## Request
Reproduce the court opinion excerpt from "Nevertheless the existence" to "the evidence properly.", changing each "trial judge" to "presiding judge".

## Excerpt
--------------------

The warning signals running through our decisions against abuse of this inherent power or discretion of trial courts were marshalled in the dissenting opinion in Re Estate of Goretska, 234 Iowa 1080, 1092 et seq., 13 N.W.2d 432.
Nevertheless the existence of the power is undoubted. Our court has always recognized it. McKay v. Thorington, 15 Iowa 25; In re Estate of Goretska, supra, and cases therein reviewed; Brunssen v. Parker, 227 Iowa 1364, 291 N.W. 535; In re Estate of Murray, 238 Iowa 112, 115, 26 N.W.2d 58.
II. The trial judge, having expressed the opinion that the verdict was "in conflict with the great weight of the evidence," *911 added that he still believed there was a jury question and proceeded to examine the record for an explanation of the jury's apparent failure to weigh the evidence properly.
We think he made the proper approach to the problem and that there is sufficient ground in the Record to justify scrutiny. This is not to deny or interfere with the jury's status as the final authority in weighing evidence. It is rather a performance of the judicial duty to make sure the jury's judgment has not been swayed (unconsciously, perhaps) by some improper consideration or influence. The navigator must be sure his compass is free from diverting magnetic influence.
The fact there was sufficient conflict in the evidence to present a jury question did not preclude the court from exercising this inherent power. Bloomfield State Bank v. Seabury, 200 Iowa 37, 204 N.W. 259; Porter v. Madrid State Bank, 155 Iowa 617, 136 N.W. 666.
III. It may perhaps be doubted whether the "inherent power" of the court needed to be invoked here. See Whiting v. Cochran, Iowa, 41 N.W.2d 666. Rule 244(f) of our Rules of Civil Procedure prescribes as one ground for granting a new trial: "That the verdict * * * is not sustained by sufficient evidence * *." The rule is merely a statement of the statutory ground prior to the adoption of the Rules. Section 11550(6), Code 1939.
However, we are aware of no decision in which we have held this statutory provision either enlarged or modified the common-law rule of inherent power, see Bottineau Land Co. v. Hintze, 150 Iowa 646, 648, 649, 125 N.W. 842; or that it was designed to limit the function of the jury as the ultimate authority where the facts are in dispute.
Whether proceeding under its inherent power or under the statutory (now court) rule, the trial court here proceeded properly in seeking possible reasons for the jury verdict which seemed so clearly contrary to the weight of the evidence.
IV. This search revealed several matters the trial court thought may have contributed to the apparent miscarriage of justice: 1. Undue emphasis placed by the instructions upon speed; 2. Undue emphasis by counsel in final argument to the jury upon the contrasting financial and economic condition of the respective parties; 3. Errors in overruling objection of defendants to certain leading questions; 4. The size of the verdict and the short time of jury deliberation in view of the length of the trial. Comment on 3 and 4 is unnecessary. They pertain to matters not likely to arise on retrial.

--------------------

## Data provided
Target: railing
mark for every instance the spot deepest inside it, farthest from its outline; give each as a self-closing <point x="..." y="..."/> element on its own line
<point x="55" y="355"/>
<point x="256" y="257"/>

--------------------

## Correct result
Nevertheless the existence of the power is undoubted. Our court has always recognized it. McKay v. Thorington, 15 Iowa 25; In re Estate of Goretska, supra, and cases therein reviewed; Brunssen v. Parker, 227 Iowa 1364, 291 N.W. 535; In re Estate of Murray, 238 Iowa 112, 115, 26 N.W.2d 58.
II. The presiding judge, having expressed the opinion that the verdict was "in conflict with the great weight of the evidence," *911 added that he still believed there was a jury question and proceeded to examine the record for an explanation of the jury's apparent failure to weigh the evidence properly.